Exercise objective:
Nothing in the listing should be altered when it is copied, and no picture goes into the copy.

►

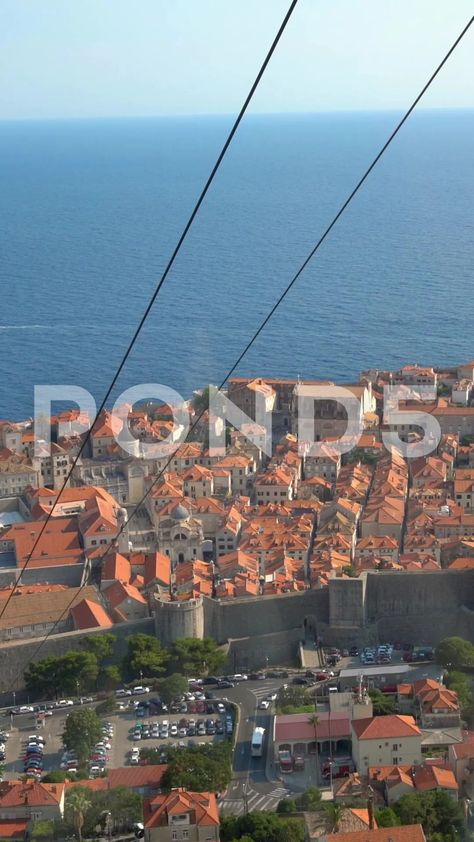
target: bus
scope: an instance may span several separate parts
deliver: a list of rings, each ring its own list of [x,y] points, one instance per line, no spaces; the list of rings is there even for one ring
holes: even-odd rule
[[[252,734],[251,753],[252,757],[261,757],[263,754],[263,740],[265,728],[255,728]]]

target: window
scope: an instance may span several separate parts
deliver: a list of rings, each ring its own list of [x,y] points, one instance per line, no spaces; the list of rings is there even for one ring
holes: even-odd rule
[[[398,766],[398,757],[393,758],[393,765]]]
[[[189,830],[183,830],[183,839],[189,839]]]
[[[171,838],[172,838],[172,839],[177,839],[177,838],[178,838],[178,831],[177,831],[177,830],[172,830],[172,831],[171,831]]]
[[[392,746],[392,751],[397,751],[397,749],[398,749],[398,743],[394,743],[393,746]]]

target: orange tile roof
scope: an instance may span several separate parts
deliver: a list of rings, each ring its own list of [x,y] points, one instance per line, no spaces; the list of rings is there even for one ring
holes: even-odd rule
[[[401,716],[399,714],[356,719],[352,722],[352,728],[359,740],[421,736],[421,731],[413,716]]]
[[[128,560],[121,553],[108,553],[102,567],[102,582],[107,579],[119,579],[121,582],[129,582],[132,575],[132,567]]]
[[[461,557],[456,558],[449,565],[450,570],[469,570],[474,567],[474,558]]]
[[[95,778],[84,781],[68,781],[66,790],[76,786],[84,786],[93,790],[115,789],[118,786],[126,786],[128,789],[159,789],[163,775],[168,766],[166,764],[150,766],[125,766],[118,769],[109,769],[106,778]]]
[[[137,588],[133,585],[128,585],[125,582],[115,581],[104,591],[107,602],[112,608],[119,608],[125,600],[132,599],[134,602],[140,602],[142,605],[147,605],[147,601]]]
[[[0,819],[0,837],[2,839],[26,839],[28,819]]]
[[[331,842],[426,842],[421,824],[332,833]]]
[[[454,773],[451,769],[440,769],[438,766],[414,767],[415,788],[420,791],[430,789],[459,789]]]
[[[98,592],[93,585],[87,585],[82,591],[80,588],[66,588],[62,585],[43,585],[41,590],[39,587],[37,585],[18,589],[8,606],[6,598],[10,591],[1,592],[0,613],[2,609],[5,609],[5,612],[0,619],[0,628],[55,623],[63,616],[70,603],[73,607],[83,599],[99,602]],[[65,622],[66,619],[67,615],[64,617]]]
[[[179,787],[151,798],[145,806],[147,828],[165,827],[169,816],[187,813],[198,827],[219,826],[219,811],[213,792],[189,792]]]
[[[158,582],[167,586],[171,581],[171,559],[165,553],[149,553],[145,557],[145,586]]]
[[[57,806],[63,797],[65,785],[44,784],[36,781],[3,781],[0,783],[0,809],[6,807]]]
[[[109,628],[113,626],[113,622],[105,608],[99,605],[98,602],[92,602],[90,599],[83,599],[71,608],[71,617],[74,622],[74,628],[78,629],[93,629],[93,628]]]
[[[26,561],[43,528],[43,521],[32,520],[14,523],[2,532],[2,541],[14,543],[18,564]],[[76,518],[50,520],[31,557],[29,567],[34,567],[37,560],[40,562],[55,560],[57,564],[79,564],[84,560]]]

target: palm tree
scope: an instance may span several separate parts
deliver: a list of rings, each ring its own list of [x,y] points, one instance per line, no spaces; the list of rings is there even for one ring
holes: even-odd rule
[[[77,831],[77,838],[82,842],[82,828],[84,827],[84,814],[87,813],[91,802],[87,793],[80,789],[73,789],[68,795],[67,807],[73,815],[74,827]]]
[[[316,784],[319,783],[319,762],[318,762],[318,725],[319,716],[317,713],[312,713],[308,716],[308,725],[314,728],[314,759],[316,762]]]
[[[331,831],[332,833],[338,833],[342,819],[342,807],[340,804],[328,804],[327,811],[331,822]]]

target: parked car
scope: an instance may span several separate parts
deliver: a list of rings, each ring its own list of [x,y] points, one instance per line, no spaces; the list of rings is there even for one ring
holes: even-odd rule
[[[137,684],[136,687],[133,688],[132,693],[134,696],[143,696],[144,693],[149,693],[150,688],[144,687],[142,684]]]
[[[262,701],[259,704],[260,710],[268,710],[269,707],[270,702],[268,701],[268,699],[262,699]]]

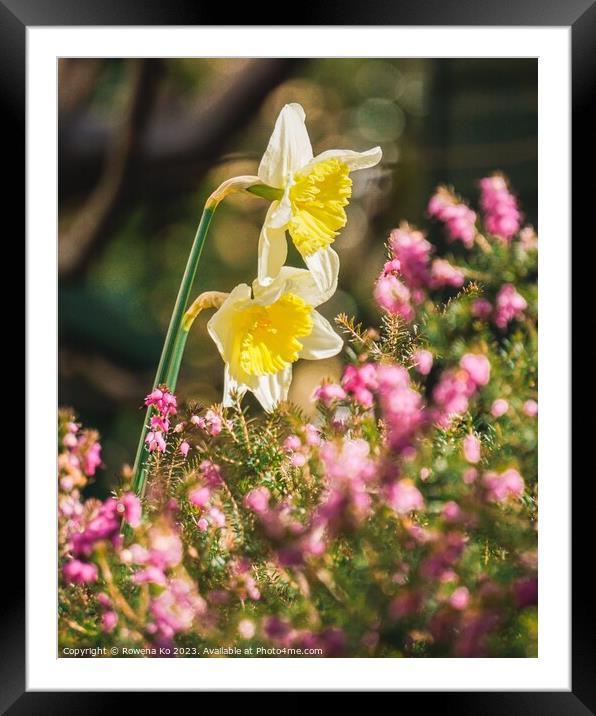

◄

Task response:
target: bus
scope: an instance may span several separate parts
deliver: a list of rings, each ring its own list of [x,y] points, one instance per line, no spaces; the list of rings is there even for one ring
holes: even-odd rule
[[[252,734],[251,753],[252,757],[261,757],[263,754],[263,740],[265,728],[255,728]]]

target: window
scope: an instance may span several separate parts
deliver: a list of rings, each ring its own list of [x,y] points, one instance per line, no spaces; the list of rings is there even for one ring
holes: even-odd rule
[[[398,766],[398,757],[393,758],[393,765]]]
[[[189,830],[183,830],[183,839],[189,839]]]
[[[171,838],[172,838],[172,839],[177,839],[177,838],[178,838],[178,831],[177,831],[177,830],[172,830],[172,831],[171,831]]]
[[[392,746],[392,751],[397,751],[397,749],[398,749],[398,743],[394,743],[393,746]]]

target: orange tile roof
scope: an instance may span several separate parts
deliver: a list of rings, each ring its own list of [x,y] points, one instance per line, no spaces; the list of rings is there even for one ring
holes: even-odd rule
[[[401,716],[399,714],[356,719],[352,722],[352,728],[359,740],[421,736],[421,731],[413,716]]]
[[[128,560],[121,553],[108,553],[102,567],[102,582],[107,579],[119,579],[121,582],[129,582],[132,575],[132,567]]]
[[[461,557],[456,558],[449,565],[450,570],[469,570],[474,567],[474,558]]]
[[[95,778],[84,781],[68,781],[66,790],[76,786],[84,786],[93,790],[115,789],[118,786],[126,786],[128,789],[159,789],[163,775],[168,766],[166,764],[150,766],[125,766],[118,769],[109,769],[106,778]]]
[[[137,588],[133,585],[128,585],[125,582],[115,581],[104,591],[107,602],[112,608],[119,608],[125,600],[132,599],[134,602],[140,602],[142,605],[147,605],[147,601]]]
[[[0,819],[0,837],[2,839],[26,839],[28,819]]]
[[[331,842],[426,842],[421,824],[332,833]]]
[[[454,773],[451,769],[440,769],[438,766],[414,767],[415,788],[420,791],[430,789],[459,789]]]
[[[98,592],[93,585],[87,585],[82,591],[80,588],[66,588],[62,585],[43,585],[41,590],[39,587],[37,585],[18,589],[8,606],[6,598],[10,591],[1,592],[0,613],[2,609],[5,609],[5,612],[0,619],[0,628],[55,623],[63,616],[70,603],[73,607],[83,599],[99,602]],[[65,622],[66,619],[67,615],[64,617]]]
[[[179,787],[151,798],[145,806],[147,828],[165,827],[169,816],[187,813],[198,827],[219,826],[219,811],[213,792],[189,792]]]
[[[158,582],[167,586],[171,581],[171,559],[165,553],[149,553],[145,557],[145,586]]]
[[[57,806],[63,797],[65,785],[44,784],[36,781],[3,781],[0,783],[0,809],[6,807]]]
[[[109,628],[113,626],[113,622],[105,608],[99,605],[98,602],[92,602],[90,599],[83,599],[71,608],[71,617],[74,622],[74,628],[78,629],[93,629],[93,628]]]
[[[26,561],[43,528],[43,521],[32,520],[14,523],[2,532],[2,541],[14,543],[18,564]],[[76,518],[50,520],[31,557],[29,567],[34,567],[37,560],[40,562],[55,560],[57,564],[79,564],[84,560]]]

target: palm tree
scope: an instance may span several separate parts
deliver: a list of rings, each ring its own list of [x,y] points, one instance per line, no spaces; the list of rings is there even for one ring
holes: even-odd rule
[[[77,831],[77,838],[82,842],[82,828],[84,827],[84,814],[87,813],[91,802],[87,793],[80,789],[73,789],[68,795],[67,807],[73,815],[74,827]]]
[[[316,784],[319,783],[319,762],[318,762],[318,725],[319,716],[317,713],[312,713],[308,716],[308,725],[314,728],[314,759],[316,762]]]
[[[331,831],[332,833],[338,833],[342,819],[342,807],[340,804],[328,804],[327,811],[331,822]]]

target: parked car
scope: an instance may span several separate parts
deliver: a list of rings, each ring its own list of [x,y] points, one instance per line, no spaces; the list of rings is there even for one ring
holes: even-odd rule
[[[137,684],[136,687],[133,688],[132,693],[134,696],[143,696],[144,693],[149,693],[150,688],[144,687],[142,684]]]
[[[262,701],[259,704],[260,710],[268,710],[269,707],[270,702],[268,701],[268,699],[262,699]]]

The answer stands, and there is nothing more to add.